Given problem
The required output is the exact sequence of lines from the line holding "doorway in the photograph above." to the end of the records, inclusive.

Source data
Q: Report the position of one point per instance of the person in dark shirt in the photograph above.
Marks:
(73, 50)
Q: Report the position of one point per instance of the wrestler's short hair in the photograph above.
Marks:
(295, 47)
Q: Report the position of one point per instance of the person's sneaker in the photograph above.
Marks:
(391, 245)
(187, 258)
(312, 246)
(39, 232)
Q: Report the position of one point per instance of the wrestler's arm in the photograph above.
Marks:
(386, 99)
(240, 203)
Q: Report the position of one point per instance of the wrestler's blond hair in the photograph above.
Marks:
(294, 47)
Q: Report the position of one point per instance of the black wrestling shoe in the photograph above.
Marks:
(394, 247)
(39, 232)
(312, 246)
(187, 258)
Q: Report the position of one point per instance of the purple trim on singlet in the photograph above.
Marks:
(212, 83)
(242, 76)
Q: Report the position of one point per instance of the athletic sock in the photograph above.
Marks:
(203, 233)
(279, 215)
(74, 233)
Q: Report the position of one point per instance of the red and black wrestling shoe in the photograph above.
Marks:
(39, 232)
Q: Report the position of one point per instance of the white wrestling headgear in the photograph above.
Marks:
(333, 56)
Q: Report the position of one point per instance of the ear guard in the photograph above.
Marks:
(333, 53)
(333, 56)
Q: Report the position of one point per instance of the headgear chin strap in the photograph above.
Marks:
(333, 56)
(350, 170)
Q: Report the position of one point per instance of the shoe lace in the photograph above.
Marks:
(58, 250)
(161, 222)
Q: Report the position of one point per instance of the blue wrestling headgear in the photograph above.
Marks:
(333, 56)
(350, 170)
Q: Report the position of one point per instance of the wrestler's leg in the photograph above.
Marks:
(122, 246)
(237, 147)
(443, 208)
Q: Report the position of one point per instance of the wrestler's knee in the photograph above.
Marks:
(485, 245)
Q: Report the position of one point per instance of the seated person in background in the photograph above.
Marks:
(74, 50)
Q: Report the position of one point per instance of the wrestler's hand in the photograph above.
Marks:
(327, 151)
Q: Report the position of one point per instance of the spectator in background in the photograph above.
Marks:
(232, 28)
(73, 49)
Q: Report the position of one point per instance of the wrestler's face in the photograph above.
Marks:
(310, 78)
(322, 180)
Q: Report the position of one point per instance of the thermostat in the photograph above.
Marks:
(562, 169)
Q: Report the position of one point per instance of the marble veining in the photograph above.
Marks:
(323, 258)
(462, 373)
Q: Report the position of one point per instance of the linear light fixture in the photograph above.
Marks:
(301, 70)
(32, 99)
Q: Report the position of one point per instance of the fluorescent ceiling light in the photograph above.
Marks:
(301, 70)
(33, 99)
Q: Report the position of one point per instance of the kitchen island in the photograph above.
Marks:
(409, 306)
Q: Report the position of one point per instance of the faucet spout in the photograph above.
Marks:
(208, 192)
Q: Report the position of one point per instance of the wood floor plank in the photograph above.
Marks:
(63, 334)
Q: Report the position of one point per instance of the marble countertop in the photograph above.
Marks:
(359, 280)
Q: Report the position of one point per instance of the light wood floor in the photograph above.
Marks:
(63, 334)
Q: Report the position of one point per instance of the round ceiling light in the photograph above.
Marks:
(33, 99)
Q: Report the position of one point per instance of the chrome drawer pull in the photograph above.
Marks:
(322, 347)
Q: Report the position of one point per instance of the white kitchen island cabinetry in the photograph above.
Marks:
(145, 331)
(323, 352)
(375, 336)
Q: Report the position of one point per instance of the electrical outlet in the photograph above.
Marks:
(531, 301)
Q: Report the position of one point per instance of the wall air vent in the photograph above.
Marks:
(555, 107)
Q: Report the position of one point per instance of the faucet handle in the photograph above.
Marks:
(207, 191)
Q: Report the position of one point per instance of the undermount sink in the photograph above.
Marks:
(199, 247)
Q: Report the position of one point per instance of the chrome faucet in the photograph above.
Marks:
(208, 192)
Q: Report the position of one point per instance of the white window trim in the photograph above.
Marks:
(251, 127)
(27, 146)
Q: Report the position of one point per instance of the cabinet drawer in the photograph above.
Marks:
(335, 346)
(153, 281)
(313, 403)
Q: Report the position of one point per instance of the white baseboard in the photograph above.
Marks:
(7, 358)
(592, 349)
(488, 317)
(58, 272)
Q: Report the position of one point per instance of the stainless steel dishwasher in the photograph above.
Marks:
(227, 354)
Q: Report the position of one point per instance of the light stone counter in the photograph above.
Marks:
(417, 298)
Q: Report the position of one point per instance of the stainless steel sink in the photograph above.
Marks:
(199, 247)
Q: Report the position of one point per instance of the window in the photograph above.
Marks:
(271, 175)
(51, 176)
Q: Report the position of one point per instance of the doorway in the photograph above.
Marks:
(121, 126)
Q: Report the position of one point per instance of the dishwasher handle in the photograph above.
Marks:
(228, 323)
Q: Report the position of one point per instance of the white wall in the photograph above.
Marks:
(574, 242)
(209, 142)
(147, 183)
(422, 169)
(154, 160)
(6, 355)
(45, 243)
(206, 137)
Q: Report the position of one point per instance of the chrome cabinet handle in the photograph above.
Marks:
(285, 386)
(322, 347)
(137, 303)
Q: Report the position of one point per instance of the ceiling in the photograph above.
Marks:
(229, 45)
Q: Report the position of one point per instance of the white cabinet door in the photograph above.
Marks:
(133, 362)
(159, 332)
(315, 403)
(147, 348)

Output for this exercise
Q: Report the position of one point per instance of the doorway in the photograph above.
Marks:
(121, 126)
Q: Report the position of one point per instance of the dishwasher handle in the photograph above.
Marks:
(228, 323)
Q: Report the position of one point per instance of the white wall in the photograph above.
Marks:
(574, 242)
(209, 142)
(147, 183)
(422, 169)
(154, 160)
(6, 355)
(45, 243)
(206, 137)
Q: Report the position of one point per instance of the chrome cabinet handle in the photograph above.
Marks:
(285, 386)
(322, 347)
(137, 303)
Q: Report the position of one point per instance of the ceiling in the photograph above.
Marks:
(229, 45)
Q: Report the position of one point per instance of the white cabinet door in the photograph above.
Marks:
(133, 362)
(159, 332)
(315, 403)
(147, 348)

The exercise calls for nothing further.